* [TEXT PASSAGE]
Works as an amusing time-passer thanks to a likable debut performance by Tom Hanks
"Bachelor Party" is very much like other films of its genre except that it is one of Tom Hanks' very early efforts and, as a result, is more fondly remembered than it probably would be without Hanks.
Yes, before Hanks turned into Forrest Gump and an Oscar-winning heavyweight actor, he desperately starred in a 1984 teen sex comedy not unlike "Porky's," "The Last American Virgin" or "American Pie." "Splash" had been a success by now so the marketers could rely upon his newly-created status to promote "Bachelor Party," and it paid off -- this movie was an unexpected hit when it came out (albeit a small one).
Tom Hanks is a fine actor but I have to say that he had a certain charm about his acting that made many mediocre '80s comedies -- including "Turner and Hooch," "The 'burbs" and of course "Bachelor Party" -- immensely likable despite their flaws.
Yes, this is a crude, lewd, rude movie but it has its fair share of embarrassing moments, laugh-out-loud segments and cheesy (but fun) segments. Good entertainment for a Friday or Saturday night, and a good glimpse at a much younger, thinner, more comedic (and slapstick) Tom Hanks before he got all weepy-eyed and serious on us.

* [DATA RECORDS]
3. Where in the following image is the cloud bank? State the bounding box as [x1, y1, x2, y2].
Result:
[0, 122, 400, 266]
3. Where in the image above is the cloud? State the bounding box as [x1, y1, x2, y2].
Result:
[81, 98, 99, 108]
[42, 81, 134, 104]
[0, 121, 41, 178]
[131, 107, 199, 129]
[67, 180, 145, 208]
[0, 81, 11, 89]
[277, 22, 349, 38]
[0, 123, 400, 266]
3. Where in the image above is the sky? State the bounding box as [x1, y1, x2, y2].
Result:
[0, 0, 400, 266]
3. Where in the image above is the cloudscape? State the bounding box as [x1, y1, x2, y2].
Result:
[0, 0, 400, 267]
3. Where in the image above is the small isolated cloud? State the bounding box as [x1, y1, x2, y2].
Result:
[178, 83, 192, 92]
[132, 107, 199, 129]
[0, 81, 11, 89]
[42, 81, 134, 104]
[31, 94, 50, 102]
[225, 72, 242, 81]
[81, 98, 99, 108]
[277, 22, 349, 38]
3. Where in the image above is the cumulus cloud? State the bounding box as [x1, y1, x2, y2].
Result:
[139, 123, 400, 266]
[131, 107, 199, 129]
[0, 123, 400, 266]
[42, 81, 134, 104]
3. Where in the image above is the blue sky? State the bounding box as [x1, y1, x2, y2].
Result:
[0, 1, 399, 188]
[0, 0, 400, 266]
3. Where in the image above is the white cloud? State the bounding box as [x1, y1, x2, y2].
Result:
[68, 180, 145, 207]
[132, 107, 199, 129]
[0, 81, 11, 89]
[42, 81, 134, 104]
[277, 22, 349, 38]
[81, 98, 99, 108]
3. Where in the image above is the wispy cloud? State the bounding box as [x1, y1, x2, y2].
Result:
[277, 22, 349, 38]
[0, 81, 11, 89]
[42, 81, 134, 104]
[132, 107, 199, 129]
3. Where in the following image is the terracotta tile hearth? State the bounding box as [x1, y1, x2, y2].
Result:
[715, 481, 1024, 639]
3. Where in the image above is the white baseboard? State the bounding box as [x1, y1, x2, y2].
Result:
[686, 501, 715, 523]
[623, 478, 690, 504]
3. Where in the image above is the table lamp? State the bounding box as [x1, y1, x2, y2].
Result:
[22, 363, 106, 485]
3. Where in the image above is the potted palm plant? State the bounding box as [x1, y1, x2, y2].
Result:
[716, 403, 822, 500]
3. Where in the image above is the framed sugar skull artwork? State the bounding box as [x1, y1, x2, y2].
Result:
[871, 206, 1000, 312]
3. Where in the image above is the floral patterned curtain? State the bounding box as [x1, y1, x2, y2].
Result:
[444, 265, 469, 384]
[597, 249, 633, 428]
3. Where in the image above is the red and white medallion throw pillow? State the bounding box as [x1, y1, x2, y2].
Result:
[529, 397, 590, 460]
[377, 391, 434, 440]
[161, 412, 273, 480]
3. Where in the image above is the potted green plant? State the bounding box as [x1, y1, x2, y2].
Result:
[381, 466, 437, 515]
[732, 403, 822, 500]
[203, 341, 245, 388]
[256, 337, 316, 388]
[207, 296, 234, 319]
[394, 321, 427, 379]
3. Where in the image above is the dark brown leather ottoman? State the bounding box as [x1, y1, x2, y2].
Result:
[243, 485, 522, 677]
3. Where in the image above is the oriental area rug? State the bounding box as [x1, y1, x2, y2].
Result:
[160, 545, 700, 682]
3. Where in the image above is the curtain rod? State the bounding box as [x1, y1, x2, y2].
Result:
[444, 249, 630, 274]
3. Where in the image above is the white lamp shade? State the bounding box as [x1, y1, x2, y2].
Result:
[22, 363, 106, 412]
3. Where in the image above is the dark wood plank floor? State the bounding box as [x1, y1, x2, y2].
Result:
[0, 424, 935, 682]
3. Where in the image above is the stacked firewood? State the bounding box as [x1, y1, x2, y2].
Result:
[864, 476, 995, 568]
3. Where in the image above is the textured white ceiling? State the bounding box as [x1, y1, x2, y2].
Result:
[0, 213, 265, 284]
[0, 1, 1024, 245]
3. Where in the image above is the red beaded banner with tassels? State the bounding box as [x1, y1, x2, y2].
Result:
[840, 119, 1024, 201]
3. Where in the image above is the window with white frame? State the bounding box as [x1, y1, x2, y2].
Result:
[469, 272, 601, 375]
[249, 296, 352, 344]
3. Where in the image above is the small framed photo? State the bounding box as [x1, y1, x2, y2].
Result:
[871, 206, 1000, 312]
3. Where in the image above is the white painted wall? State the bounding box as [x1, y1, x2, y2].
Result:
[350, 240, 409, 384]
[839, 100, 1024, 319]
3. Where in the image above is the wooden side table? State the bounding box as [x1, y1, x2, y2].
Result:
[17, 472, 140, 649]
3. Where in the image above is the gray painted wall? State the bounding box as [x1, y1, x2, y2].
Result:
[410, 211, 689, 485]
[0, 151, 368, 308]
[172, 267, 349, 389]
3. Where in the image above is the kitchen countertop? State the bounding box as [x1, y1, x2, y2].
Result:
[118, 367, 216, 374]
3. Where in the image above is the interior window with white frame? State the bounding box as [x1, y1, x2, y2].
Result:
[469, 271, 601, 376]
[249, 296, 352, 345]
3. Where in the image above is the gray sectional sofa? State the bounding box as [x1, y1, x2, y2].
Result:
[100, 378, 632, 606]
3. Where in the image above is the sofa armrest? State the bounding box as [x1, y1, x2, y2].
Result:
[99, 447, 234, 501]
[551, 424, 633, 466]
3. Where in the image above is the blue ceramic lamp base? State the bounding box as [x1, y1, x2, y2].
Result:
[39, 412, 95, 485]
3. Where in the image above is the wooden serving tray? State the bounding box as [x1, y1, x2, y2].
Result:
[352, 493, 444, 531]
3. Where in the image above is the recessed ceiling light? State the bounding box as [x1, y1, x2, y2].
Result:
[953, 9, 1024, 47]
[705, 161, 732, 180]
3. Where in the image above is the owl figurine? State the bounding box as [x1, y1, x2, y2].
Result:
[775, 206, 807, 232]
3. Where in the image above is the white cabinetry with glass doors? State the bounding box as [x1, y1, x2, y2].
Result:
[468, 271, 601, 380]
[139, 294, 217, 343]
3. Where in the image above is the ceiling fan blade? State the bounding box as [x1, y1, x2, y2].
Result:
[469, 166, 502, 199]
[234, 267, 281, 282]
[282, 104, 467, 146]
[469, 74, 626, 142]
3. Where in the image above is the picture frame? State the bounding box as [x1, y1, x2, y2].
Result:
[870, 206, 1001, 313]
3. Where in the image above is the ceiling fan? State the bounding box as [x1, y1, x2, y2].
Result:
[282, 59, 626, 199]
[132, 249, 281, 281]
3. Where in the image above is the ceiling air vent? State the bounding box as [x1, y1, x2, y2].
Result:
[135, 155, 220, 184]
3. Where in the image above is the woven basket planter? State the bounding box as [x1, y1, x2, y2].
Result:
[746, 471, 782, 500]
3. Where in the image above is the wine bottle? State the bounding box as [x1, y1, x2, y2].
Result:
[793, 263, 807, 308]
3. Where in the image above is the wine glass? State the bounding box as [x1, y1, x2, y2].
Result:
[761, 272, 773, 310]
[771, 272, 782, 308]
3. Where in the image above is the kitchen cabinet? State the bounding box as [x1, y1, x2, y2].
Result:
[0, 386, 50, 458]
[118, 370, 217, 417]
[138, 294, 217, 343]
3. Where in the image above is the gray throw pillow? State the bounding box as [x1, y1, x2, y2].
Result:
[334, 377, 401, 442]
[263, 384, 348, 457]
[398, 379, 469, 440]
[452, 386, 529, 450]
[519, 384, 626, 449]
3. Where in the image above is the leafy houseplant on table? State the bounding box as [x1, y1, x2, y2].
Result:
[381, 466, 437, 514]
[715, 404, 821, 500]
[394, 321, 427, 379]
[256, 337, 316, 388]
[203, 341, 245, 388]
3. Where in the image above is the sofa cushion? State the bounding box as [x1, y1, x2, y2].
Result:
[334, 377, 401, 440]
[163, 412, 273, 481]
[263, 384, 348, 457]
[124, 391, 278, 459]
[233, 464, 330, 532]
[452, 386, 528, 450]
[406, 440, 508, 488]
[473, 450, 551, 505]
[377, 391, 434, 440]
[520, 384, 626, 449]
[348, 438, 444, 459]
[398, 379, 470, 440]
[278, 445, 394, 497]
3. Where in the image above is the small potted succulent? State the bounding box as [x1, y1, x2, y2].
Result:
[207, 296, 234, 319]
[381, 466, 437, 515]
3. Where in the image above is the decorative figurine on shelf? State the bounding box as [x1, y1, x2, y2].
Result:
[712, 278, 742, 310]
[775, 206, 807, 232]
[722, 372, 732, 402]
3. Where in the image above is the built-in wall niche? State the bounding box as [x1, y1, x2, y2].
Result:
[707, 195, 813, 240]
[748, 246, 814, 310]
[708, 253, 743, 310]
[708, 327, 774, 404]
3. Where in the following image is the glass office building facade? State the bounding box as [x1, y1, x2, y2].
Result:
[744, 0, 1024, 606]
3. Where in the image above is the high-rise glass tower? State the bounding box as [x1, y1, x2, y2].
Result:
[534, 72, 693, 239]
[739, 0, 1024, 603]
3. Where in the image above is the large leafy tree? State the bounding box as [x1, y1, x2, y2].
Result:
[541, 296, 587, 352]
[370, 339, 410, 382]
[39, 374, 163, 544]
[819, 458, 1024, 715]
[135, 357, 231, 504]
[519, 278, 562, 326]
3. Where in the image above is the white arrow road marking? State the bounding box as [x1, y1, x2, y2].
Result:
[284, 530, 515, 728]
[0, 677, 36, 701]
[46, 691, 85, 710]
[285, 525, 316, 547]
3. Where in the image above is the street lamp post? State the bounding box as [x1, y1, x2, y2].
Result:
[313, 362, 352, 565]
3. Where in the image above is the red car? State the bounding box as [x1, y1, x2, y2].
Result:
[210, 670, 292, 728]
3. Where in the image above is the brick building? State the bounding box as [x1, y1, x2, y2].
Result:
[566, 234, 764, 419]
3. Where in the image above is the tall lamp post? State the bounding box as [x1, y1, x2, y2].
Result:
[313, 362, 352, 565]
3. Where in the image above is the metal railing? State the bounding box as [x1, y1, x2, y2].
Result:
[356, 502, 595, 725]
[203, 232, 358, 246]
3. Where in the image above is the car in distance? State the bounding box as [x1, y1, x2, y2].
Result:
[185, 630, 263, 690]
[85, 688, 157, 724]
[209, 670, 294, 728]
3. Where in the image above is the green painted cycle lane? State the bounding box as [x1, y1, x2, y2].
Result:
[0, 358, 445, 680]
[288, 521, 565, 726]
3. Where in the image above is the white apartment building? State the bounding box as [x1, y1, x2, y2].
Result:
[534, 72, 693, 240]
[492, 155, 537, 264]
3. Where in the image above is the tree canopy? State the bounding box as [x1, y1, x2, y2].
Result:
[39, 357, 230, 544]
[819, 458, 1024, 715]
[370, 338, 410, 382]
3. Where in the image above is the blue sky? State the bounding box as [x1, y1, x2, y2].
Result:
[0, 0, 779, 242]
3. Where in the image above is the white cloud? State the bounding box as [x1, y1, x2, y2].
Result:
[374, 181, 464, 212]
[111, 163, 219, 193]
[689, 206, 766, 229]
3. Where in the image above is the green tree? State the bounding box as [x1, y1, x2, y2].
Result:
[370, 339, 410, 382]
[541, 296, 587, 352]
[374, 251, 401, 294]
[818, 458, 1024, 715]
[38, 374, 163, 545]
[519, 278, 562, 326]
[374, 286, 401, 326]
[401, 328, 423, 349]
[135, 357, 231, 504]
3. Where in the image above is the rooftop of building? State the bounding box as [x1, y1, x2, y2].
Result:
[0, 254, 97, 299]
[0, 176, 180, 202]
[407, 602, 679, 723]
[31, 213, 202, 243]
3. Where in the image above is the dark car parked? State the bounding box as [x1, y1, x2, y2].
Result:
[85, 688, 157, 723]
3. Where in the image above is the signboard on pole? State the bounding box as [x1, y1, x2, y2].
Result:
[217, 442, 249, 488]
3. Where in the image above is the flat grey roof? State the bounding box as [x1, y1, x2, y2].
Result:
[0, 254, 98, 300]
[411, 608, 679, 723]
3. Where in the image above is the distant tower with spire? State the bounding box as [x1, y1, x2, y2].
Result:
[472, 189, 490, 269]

* [WORK TO DO] Can you switch "fine actor" to "talented actor" and give the "Bachelor Party" review again, starting at "Tom Hanks is" and ending at "despite their flaws."?

* [SOLUTION TO THIS PROBLEM]
Tom Hanks is a talented actor but I have to say that he had a certain charm about his acting that made many mediocre '80s comedies -- including "Turner and Hooch," "The 'burbs" and of course "Bachelor Party" -- immensely likable despite their flaws.